Short exercise - Rewrite the rows below as a numbered list, leaving out blank lines and the pictures.
::::::::
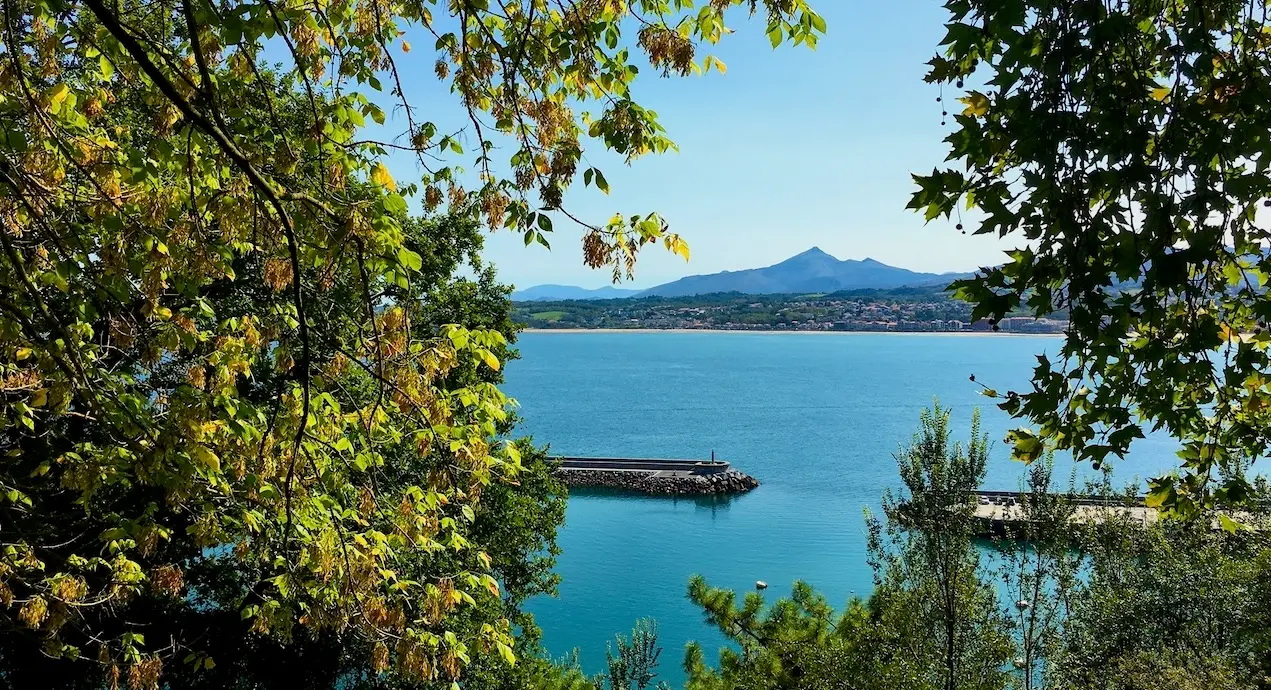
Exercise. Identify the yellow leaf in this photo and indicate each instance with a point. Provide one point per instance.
(380, 175)
(491, 360)
(59, 93)
(206, 458)
(976, 104)
(679, 247)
::::::::
Result of the task -
1. Exercise. Identify the yellow leaf in this photo and indicate each instance with a point. Provide one point per instance.
2. (380, 175)
3. (491, 360)
4. (59, 93)
5. (206, 458)
6. (976, 104)
7. (679, 247)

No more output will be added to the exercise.